> [Problem requirements] Extend the talk announcement on learning higher-order structures from data, picking up right after its final sentence.

> [Source extract]
+ + + + +

Studying Science Scientifically Speaker Series: Liubov Tupikina

Liubov Tupikina

Liubov Tupikina will present, "Dissecting knowledge space: learning higher-order structures from data."

Liubov Tupikina (ITMO, Bell Labs, Paris Descartes LPI) is a researcher in computer science, mathematics and physics of complex systems.  She has a PhD in theoretical physics, working on representation of dynamical systems using graph theory, and has worked on stochastic processes on graphs and hypergraphs.  She now works on embeddings theory, low-dimensional data representations, higher-order mathematical structures representations of data encoded systems and hypergraphs encoding using algebraic theory (broadly explainable AI area). More information is on her website.

Abstract:
Active area of research in AI is the theory of manifold learning and finding lower- dimensional manifold representation on how we can learn geometry from data for providing better quality curated datasets. There are however various issues with these methods related to finding low-dimensional data representation of the data, the so-called curse of dimensionality. Geometric deep learning methods for data learning often include a set of assumptions on the geometry of the feature space. Some of these assumptions include pre-selected metrics on the feature space, usage of the underlying graph structure, which encodes the data points proximity. However, the later assumption of using a graph as the underlying discrete structure, encodes only the binary pair- wise relations between data points, restricting ourselves from capturing more complex higher-order relationships, which are often present in various systems. These assumptions on the data together with data being discrete and finite may cause some generalisation, which may create wrong interpretations of the data and models, which produce the embeddings of data itself (such as BERT and others).

+ + + + +

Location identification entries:
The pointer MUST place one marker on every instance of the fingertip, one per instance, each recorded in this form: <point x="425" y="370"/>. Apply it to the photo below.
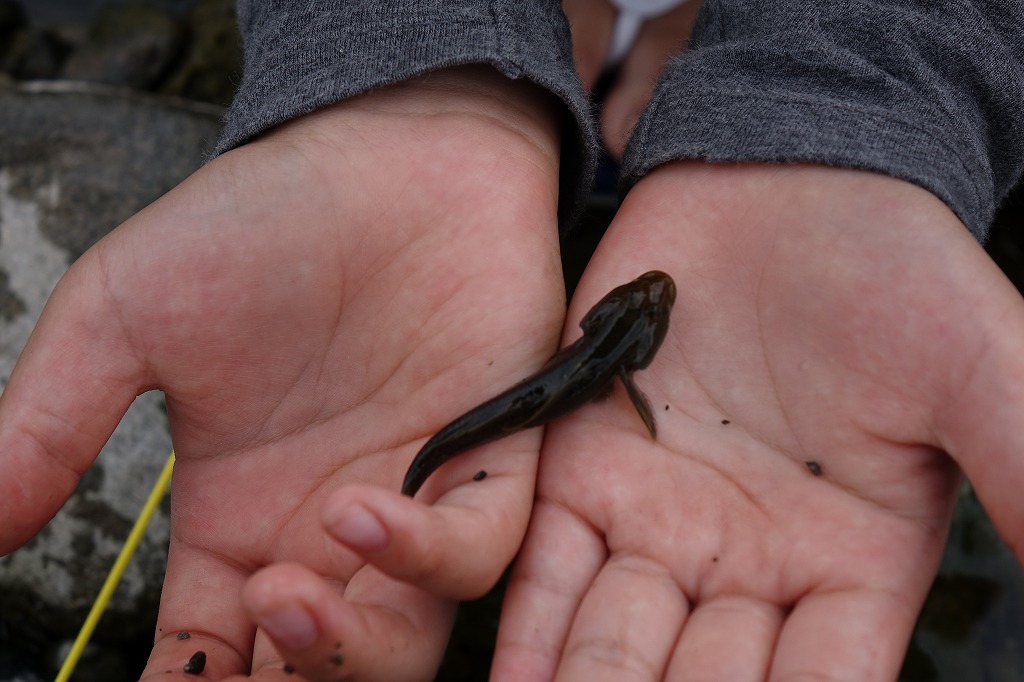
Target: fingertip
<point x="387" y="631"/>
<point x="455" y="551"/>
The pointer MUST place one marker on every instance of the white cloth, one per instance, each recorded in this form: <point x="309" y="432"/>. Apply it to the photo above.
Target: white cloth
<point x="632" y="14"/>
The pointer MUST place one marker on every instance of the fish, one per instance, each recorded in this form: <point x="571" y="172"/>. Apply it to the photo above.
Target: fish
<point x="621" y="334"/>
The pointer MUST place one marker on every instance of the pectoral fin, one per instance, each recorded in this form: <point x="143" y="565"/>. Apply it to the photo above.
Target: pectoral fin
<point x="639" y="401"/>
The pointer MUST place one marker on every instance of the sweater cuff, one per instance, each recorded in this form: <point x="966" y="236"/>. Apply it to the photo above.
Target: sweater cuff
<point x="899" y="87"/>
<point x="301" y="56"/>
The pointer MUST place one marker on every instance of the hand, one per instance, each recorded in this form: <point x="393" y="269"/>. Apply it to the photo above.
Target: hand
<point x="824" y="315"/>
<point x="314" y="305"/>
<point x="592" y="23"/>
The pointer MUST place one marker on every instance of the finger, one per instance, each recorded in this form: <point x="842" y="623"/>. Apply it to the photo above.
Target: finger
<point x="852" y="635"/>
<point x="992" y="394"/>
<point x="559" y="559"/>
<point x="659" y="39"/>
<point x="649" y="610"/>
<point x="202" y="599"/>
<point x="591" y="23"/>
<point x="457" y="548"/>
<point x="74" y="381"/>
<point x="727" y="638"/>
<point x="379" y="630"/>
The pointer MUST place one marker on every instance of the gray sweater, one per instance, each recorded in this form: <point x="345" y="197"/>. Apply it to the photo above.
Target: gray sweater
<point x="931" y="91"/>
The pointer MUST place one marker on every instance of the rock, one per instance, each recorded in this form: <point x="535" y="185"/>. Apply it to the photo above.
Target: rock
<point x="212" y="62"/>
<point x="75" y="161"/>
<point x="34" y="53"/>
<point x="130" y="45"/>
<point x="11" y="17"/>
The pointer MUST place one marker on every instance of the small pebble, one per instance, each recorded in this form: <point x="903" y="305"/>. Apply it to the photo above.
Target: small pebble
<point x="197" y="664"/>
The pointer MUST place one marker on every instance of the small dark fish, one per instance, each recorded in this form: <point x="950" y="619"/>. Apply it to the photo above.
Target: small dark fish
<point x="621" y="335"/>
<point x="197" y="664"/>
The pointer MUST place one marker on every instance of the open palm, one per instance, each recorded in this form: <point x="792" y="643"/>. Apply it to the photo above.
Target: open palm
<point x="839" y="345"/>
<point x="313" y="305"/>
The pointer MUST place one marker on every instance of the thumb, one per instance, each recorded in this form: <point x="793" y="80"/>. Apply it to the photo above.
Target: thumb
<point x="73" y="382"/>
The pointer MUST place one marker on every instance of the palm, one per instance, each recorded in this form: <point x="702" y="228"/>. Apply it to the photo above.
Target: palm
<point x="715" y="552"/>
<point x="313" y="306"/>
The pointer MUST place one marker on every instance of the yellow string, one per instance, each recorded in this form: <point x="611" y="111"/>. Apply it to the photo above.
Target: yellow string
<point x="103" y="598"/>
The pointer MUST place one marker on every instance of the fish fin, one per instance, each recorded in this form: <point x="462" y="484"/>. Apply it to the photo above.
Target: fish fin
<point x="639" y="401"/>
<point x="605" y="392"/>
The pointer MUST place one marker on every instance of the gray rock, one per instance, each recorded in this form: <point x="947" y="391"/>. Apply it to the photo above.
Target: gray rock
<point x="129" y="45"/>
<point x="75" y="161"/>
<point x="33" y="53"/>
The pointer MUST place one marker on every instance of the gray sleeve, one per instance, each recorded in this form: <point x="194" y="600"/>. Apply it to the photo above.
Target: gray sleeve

+ + + + +

> [Reply to the exercise]
The objective of our this talk will be to talk about several aspects of extraction of higher-order information from data, scientific data in particular. We will first talk about how to characterize the accuracy measure of the embedding methods using the higher-order structures. For this we explore the underlying graph assumption substituting it with the hypergraph structures and constructing knowledge hypergraph. Second, we aim to demonstrate the embedding characterization on the usecase of the example of some data with higher-order relations (such as arXiv open data).

About the speaker series:
The CIRSS Friday Speaker Series continues in Fall with a new theme of "Studying Science Scientifically: State of the Art and Prospects for the Science of Science.”   With increasingly rich data sources, exciting new technologies for understanding natural language, and modeling methodologies adapted from diverse domains of scholarship, the opportunities to observe, measure, and model the structure and dynamics of the scientific enterprise abound as never before. We are inviting some of the leading thinkers and most innovative researchers to present at this talk series to illustrate the breadth of advances that have been made, and the many more yet to be made.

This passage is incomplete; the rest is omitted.